** Start of Data supplied **

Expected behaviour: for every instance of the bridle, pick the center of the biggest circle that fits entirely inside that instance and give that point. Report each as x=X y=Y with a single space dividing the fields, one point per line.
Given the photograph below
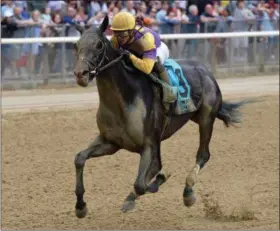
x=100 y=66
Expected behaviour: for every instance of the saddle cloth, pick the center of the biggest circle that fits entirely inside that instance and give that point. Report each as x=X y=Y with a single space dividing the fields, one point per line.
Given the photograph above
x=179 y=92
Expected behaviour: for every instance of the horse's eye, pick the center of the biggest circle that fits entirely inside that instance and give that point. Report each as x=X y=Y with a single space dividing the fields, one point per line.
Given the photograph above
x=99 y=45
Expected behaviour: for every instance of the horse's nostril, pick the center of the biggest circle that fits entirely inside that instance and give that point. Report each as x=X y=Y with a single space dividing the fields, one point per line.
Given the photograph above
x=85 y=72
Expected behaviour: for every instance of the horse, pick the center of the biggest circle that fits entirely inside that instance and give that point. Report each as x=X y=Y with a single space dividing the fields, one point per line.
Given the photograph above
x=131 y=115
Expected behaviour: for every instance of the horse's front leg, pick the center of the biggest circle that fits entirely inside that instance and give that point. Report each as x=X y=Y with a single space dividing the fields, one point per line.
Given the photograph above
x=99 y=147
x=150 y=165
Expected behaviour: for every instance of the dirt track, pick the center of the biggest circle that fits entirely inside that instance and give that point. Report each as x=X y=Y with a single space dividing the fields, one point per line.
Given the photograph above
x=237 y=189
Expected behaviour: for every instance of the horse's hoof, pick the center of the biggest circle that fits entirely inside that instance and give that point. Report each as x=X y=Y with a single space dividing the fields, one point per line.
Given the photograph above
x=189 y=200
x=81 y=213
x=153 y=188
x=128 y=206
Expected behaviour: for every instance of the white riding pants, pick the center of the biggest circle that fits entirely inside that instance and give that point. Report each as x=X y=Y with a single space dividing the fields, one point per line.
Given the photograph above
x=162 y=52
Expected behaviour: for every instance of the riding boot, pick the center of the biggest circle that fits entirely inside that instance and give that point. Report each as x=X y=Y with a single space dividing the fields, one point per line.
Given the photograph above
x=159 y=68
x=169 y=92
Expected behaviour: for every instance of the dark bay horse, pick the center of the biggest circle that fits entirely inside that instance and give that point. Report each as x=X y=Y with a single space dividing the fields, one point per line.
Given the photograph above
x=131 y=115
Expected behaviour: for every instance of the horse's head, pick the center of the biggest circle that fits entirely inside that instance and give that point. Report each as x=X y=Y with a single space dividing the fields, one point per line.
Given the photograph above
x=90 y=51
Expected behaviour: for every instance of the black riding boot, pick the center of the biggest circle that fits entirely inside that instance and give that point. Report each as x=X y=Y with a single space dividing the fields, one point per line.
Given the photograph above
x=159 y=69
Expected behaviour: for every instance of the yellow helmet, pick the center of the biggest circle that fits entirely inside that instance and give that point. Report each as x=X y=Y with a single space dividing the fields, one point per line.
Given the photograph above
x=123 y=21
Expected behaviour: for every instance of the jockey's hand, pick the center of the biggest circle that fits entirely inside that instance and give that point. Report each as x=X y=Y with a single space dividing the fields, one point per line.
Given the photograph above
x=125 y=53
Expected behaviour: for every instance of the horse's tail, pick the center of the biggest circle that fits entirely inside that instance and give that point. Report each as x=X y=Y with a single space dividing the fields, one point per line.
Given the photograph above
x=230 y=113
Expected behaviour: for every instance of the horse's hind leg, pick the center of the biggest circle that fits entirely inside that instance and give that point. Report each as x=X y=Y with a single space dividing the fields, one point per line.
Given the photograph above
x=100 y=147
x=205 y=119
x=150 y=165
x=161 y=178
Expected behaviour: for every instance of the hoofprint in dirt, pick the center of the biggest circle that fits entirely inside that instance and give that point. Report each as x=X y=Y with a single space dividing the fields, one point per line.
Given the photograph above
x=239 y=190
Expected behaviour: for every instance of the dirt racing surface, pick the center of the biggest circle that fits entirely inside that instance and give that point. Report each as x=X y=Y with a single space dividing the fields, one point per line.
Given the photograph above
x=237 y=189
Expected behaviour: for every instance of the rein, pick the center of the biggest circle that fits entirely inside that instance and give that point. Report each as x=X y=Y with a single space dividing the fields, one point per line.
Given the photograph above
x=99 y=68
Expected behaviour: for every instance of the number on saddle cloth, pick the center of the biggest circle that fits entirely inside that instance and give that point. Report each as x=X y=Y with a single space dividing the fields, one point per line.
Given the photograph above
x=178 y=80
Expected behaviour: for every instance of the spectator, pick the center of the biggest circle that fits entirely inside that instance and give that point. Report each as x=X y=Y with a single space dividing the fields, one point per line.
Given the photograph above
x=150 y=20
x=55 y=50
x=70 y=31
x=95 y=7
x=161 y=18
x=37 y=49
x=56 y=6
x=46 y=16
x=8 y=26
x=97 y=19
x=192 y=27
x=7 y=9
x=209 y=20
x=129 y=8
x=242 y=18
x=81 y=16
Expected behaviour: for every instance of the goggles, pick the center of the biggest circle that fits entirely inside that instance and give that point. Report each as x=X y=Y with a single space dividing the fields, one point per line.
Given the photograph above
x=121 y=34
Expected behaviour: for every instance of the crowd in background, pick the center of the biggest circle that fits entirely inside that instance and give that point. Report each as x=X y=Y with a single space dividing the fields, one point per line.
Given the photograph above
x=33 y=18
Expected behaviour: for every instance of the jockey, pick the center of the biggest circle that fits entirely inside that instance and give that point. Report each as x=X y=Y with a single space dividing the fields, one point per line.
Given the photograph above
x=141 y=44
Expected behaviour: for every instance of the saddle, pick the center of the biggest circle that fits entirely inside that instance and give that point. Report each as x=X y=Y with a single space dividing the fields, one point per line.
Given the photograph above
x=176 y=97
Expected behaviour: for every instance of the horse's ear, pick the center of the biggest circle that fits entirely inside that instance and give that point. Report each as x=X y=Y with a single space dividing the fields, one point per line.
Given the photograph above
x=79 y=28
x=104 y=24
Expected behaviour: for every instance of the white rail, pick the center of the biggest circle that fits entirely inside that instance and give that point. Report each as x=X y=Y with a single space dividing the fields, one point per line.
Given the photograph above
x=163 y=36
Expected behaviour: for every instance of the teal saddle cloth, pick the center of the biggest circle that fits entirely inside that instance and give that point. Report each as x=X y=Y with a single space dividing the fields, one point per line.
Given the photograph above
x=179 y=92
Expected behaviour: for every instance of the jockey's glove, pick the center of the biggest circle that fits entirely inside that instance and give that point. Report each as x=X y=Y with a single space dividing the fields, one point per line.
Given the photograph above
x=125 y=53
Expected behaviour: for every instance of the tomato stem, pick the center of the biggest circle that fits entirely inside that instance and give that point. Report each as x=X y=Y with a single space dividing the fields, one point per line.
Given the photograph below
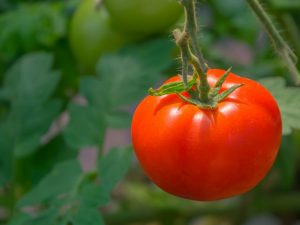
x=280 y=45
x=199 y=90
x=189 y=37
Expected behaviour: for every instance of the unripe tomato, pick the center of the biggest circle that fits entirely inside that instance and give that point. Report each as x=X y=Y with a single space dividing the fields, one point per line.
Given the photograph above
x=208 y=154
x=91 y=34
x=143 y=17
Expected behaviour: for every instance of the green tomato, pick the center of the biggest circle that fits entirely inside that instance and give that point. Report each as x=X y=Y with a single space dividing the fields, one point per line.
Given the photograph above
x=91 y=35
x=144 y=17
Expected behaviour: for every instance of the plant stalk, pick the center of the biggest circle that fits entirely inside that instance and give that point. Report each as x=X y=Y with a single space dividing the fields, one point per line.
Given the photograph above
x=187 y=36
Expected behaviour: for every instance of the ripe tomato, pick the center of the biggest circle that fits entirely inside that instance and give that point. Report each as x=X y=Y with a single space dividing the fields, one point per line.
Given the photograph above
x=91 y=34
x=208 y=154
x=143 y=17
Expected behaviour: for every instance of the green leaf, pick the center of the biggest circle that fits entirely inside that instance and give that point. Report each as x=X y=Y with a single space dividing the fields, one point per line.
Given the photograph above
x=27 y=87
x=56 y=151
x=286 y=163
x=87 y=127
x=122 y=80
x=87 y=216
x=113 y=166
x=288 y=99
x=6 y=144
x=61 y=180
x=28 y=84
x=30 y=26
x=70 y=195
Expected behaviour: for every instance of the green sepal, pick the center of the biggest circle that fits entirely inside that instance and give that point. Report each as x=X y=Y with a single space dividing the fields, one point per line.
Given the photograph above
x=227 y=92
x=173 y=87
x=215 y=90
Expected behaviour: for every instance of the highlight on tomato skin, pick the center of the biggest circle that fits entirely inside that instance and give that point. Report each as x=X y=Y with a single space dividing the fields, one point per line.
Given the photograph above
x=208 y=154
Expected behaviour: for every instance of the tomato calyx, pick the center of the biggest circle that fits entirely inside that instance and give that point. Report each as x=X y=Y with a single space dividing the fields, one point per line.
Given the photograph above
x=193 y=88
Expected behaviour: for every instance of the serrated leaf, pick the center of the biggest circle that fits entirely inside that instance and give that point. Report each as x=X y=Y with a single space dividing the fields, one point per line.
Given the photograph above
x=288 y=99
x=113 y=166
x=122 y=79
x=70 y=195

** End of Data supplied **

**Required task**
Transcribe, word for word, every line from the one containing "Expected behaviour: for every instance of the tomato calyx, pick" through the final line of the entries, and nothing else.

**Answer to the problem**
Expected behaviour: for every instance of the tomato calyx, pick the center of the biggest circle that fits entirely inside that instance and give that point. Report each as x=X y=Y with a single space dividing the fields, one point per line.
Given the photograph above
x=193 y=88
Expected behaviour: for every instance of the serrated leaf, pick the center of the biggest circle that fits entirely inside that instance and give that point. Report each as x=X y=Y with a single space dividing the fields, one point per line.
Given the photograph above
x=288 y=99
x=113 y=166
x=122 y=79
x=70 y=195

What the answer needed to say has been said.